Passage -
-------

Eastchester High School is located in Westchester County, New York in the town of Eastchester. A part of the Eastchester Union Free School District, it is a former U.S. Department of Education Blue Ribbon school   with approximately 1009 students. Graduates have gained acceptance to schools such as Bucknell University, Johns Hopkins University, UCLA, UC Berkeley, Georgia Tech, Princeton University, University of Pennsylvania, University of Chicago, Cornell University, Notre Dame, University of Virginia, University of Miami, Tulane University, Haverford College, Harvard University, Union College, and Stanford University. Eastchester High School is accredited by the New York State Board of Regents and the Middle States Association of Colleges and Schools.

History

Original Buildings
A junior high school was added to the High School in 1955, and two years later another wing was constructed to make up what is now known as Eastchester Middle School. The original gym and an auditorium were built at the High School in 1932, and a second gym was opened there in 1985.

Expansion
Eastchester High School received a major infrastructure overhaul with the passage of a $27 million-dollar bond vote in 2015. Among the additions were a new STEM wing, two computer labs, and an expanded cafeteria to reduce congestion of the rapidly growing student body.

Academics
Eastchester offers 18 AP classes as well as several courses for college credit in conjunction with colleges in New York State. Students who graduate from Eastchester Senior High School graduate with a New York State Regents Diploma. A student must pass 4 New York State Regents Exams to be eligible to graduate from Eastchester Senior High School. The 4 Regents Exams must be 1 in English Language Arts, 1 in Mathematics, 1 in Science, and 1 in Social Studies. A student must also pass 1 pathway. Upon successful passing of the 4 Regents Exams, 1 pathway, and 22 credit units a student is eligible for a Regents or Local Diploma. Alternative pathways are allowed but they must be pre-approved.

Grades 
Eastchester Senior High School is for students who are in 9th, 10th, 11th, or 12th grade and is the only high school apart of the Eastchester Union Free School District. The high school is connected to the middle school which hosts students in grades 6 through 8.

Subjects Offered 

 Mathematics
 English Language Arts
 Science
 History
 Music
 Film
 Health
 Physical Education
 Art
 World Languages

A full list of courses offered at Eastchester Senior High School can be found at this course catalog.

-------

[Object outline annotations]
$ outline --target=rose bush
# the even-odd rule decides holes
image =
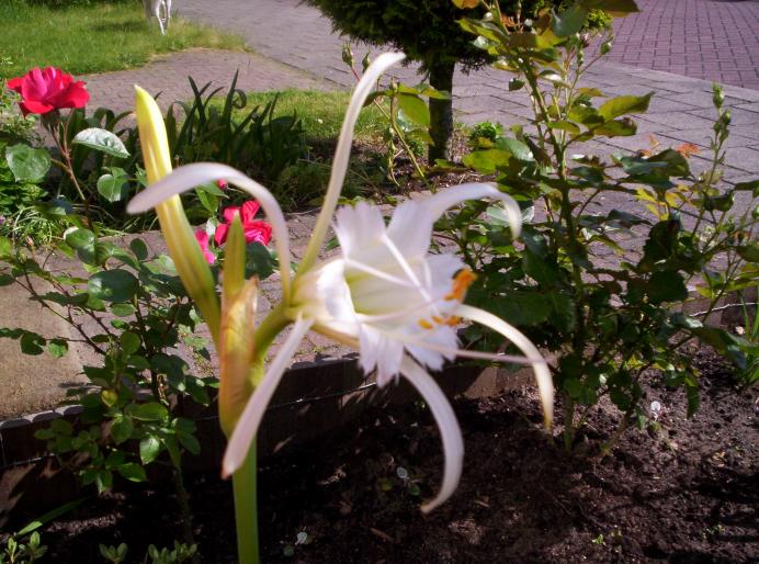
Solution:
[[[55,67],[35,67],[23,77],[8,81],[8,88],[21,94],[19,106],[24,115],[46,114],[64,108],[84,108],[90,93],[84,82]]]

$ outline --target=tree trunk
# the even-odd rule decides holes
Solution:
[[[455,63],[439,63],[430,67],[430,84],[453,95],[453,71]],[[451,138],[453,136],[453,101],[430,99],[430,145],[427,154],[429,165],[435,159],[451,159]]]

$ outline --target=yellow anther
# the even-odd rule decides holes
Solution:
[[[450,326],[450,327],[455,327],[455,326],[458,325],[460,323],[461,323],[461,317],[456,317],[455,315],[453,315],[453,316],[449,317],[448,319],[445,319],[445,325],[448,325],[448,326]]]
[[[445,296],[445,300],[463,302],[466,291],[475,280],[477,280],[477,275],[469,269],[460,270],[456,278],[453,279],[453,287],[451,289],[451,293]]]

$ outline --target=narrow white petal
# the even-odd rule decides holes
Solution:
[[[545,359],[540,353],[537,348],[528,339],[519,329],[512,327],[500,317],[469,305],[460,305],[456,308],[456,315],[472,319],[478,324],[490,327],[494,331],[500,332],[503,337],[513,342],[528,357],[528,360],[533,361],[532,369],[535,371],[537,381],[537,391],[541,394],[543,404],[543,417],[546,427],[551,427],[554,420],[554,384],[551,379],[551,372]]]
[[[271,402],[284,371],[290,365],[293,354],[295,354],[298,345],[301,345],[301,341],[306,336],[311,325],[311,320],[298,318],[298,320],[295,322],[293,330],[287,336],[287,339],[285,339],[276,357],[274,357],[261,384],[253,391],[253,395],[250,396],[248,405],[245,407],[240,419],[237,421],[229,443],[227,444],[227,450],[224,453],[224,462],[222,463],[222,475],[224,477],[231,475],[242,465],[242,462],[245,462],[248,450],[250,449],[250,443],[256,438],[267,406],[269,402]]]
[[[480,200],[483,198],[492,198],[503,202],[506,214],[509,216],[511,234],[514,238],[519,237],[522,230],[522,212],[519,204],[509,194],[505,194],[496,188],[495,184],[488,183],[467,183],[457,187],[446,188],[431,196],[419,200],[418,202],[429,210],[432,217],[437,219],[449,207],[466,200]]]
[[[458,313],[458,312],[456,312]],[[460,349],[456,346],[453,345],[440,345],[440,342],[434,342],[430,339],[424,338],[424,334],[417,334],[421,335],[421,338],[417,338],[414,335],[409,335],[408,332],[393,332],[384,329],[376,329],[377,331],[382,332],[383,336],[387,337],[388,339],[395,339],[398,341],[403,341],[406,345],[406,348],[414,354],[417,360],[423,364],[426,362],[417,356],[416,351],[419,349],[426,349],[430,351],[435,351],[445,357],[449,360],[453,360],[454,358],[464,358],[464,359],[475,359],[475,360],[490,360],[492,362],[506,362],[509,364],[530,364],[535,365],[535,364],[548,364],[548,361],[545,360],[544,358],[541,359],[535,359],[535,358],[528,358],[528,357],[520,357],[516,354],[500,354],[497,352],[483,352],[479,350],[469,350],[469,349]],[[454,332],[455,336],[455,332]],[[350,345],[350,343],[349,343]],[[356,346],[358,348],[358,346]],[[428,364],[429,366],[429,364]],[[431,368],[431,366],[430,366]],[[433,369],[434,370],[434,369]]]
[[[353,90],[353,95],[351,97],[351,102],[345,112],[342,128],[340,129],[338,146],[335,150],[332,172],[329,177],[325,201],[321,204],[321,213],[316,221],[310,241],[301,261],[299,270],[303,272],[308,270],[314,262],[316,262],[319,250],[321,249],[321,244],[327,236],[327,229],[332,221],[332,214],[340,199],[342,183],[345,180],[345,172],[348,172],[348,161],[350,159],[351,144],[353,142],[353,129],[355,127],[355,122],[359,120],[359,114],[364,105],[364,101],[371,93],[380,76],[393,65],[400,63],[405,57],[406,55],[403,53],[383,53],[369,66],[366,72],[364,72],[364,76],[361,77],[361,80]]]
[[[427,514],[451,497],[456,489],[464,462],[464,440],[451,404],[432,376],[408,357],[404,358],[400,372],[419,391],[430,407],[440,428],[443,451],[445,452],[445,471],[440,492],[434,499],[421,506],[421,510]]]
[[[146,212],[172,195],[181,194],[200,184],[217,180],[226,180],[241,188],[261,204],[274,233],[274,246],[280,261],[280,275],[282,278],[282,292],[285,300],[288,300],[291,255],[287,223],[280,204],[276,203],[276,199],[272,193],[239,170],[213,162],[196,162],[180,167],[133,198],[126,206],[126,211],[131,214]]]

-------

Task directions - According to the Eastchester High School text, what was the amount of the bond vote passed in 2015?

Solution to the exercise - $27 million